[Problème à résoudre] Dans le texte sur Ruy Blas, quel sujet de mémoire a été choisi pendant la maîtrise de Lettres Modernes ?

[Texte fourni]

Ce drame romantique et moi, c'est une longue histoire ... Tout commença, alors que j'avais 16ans, j'étais en 1èreL (1996-1997) ; ce fut un coup de foudre, une révélation, un bouleversement, une attirance, des personnages qui me touchaient, le miroir de mon âme ... Tout continua l'année de mes 21ans, j'étais en maîtrise de Lettres Modernes (2001-2002), et je choisis comme sujet de mémoire : "Le Traître dans trois drames romantiques de Victor Hugo (Ruy Blas, Cromwell, Amy Robsart)", un sujet inédit et donc pas de livres de critiques à lire (ou si peu). Pourquoi ce sujet-là ? J'ai toujours été fascinée par Don Salluste ...

Aujourd'hui, après relecture, le plaisir est intact : Ruy Blas est touchant & impressionnant, Don Salluste toujours aussi fascinant, Don César attachant, le sort de la Reine m'émeut encore, le style de monsieur Hugo fait mouche à chaque fois, l'histoire est prenante, les tirades & monologues marquent tout autant mon esprit, les quiproquos tragiques, etc. J'aime profondément les drames romantiques, et celui-ci en particulier ... Je me souviens aussi avoir travaillé sur la théorie du Grotesque et du Sublime (Préface de Cromwell), que ce fut intéressant ... De là, j'ai démontré le non manichéisme des personnages dans ces drames, tout à la fois ombre et lumière : Don Salluste, le Traître, le monstre, le Mal, le serpent, le démon est au fond un homme blessé ... S'il incarne la part terrible du Grotesque, ne peut-il prétendre au Sublime ? Il ne faut point oublier que le drame romantique a pour vocation de peindre la "vie réelle" : "Les femmes ont raison de vouloir être émues, les penseurs ont raison de vouloir être enseignés, la foule n'a pas tort de vouoir être amusée". & la pièce Ruy Blas y parvient en mêlant l'histoire d'Amour d'une reine et d'un valet, des reflexions politiques (mais pas que) & les interventions comiques du vrai Don César.

Ne pouvant être totalement objective (trop de souvenirs), je vous propose une liste de choses pouvant vous plaire ou vous déplaire, c'est selon :

- Ruy Blas, tourmenté, fou amoureux de la Reine d'Espagne, derrière ses habits de valet se cache le coeur d'un grand homme ... Ses doutes, ses peurs ne peuvent que toucher le lecteur. L'Acte III tourne autour de lui, c'est à la fois son apogée et le début de sa descente infernale ...

- Don Salluste, le Traître par excellence, un de mes personnages préferés toutes oeuvres littéraires confondues ... Blessé, sa vengeance sera terrible (voir l'Acte I)... Auteur d'une machine dont les rouages s'emboîtent parfaitement et entraînent la marche implacable du Destin qui broiera plusieurs êtres.

[Données fournies]
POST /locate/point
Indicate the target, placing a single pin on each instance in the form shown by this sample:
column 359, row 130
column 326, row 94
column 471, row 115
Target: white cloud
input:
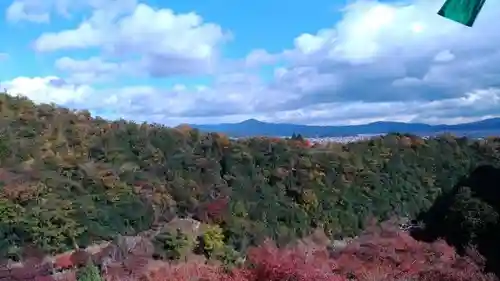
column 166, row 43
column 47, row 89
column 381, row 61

---

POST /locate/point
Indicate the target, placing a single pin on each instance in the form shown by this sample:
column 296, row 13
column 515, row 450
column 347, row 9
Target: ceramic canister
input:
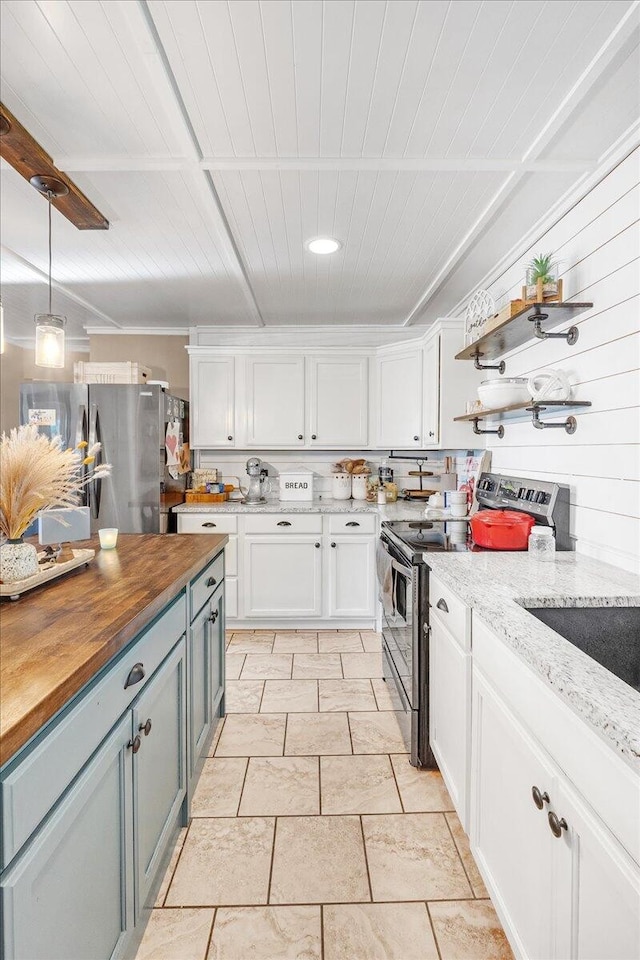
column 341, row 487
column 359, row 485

[Solution du problème] « Le Traître dans trois drames romantiques de Victor Hugo (Ruy Blas, Cromwell, Amy Robsart) ».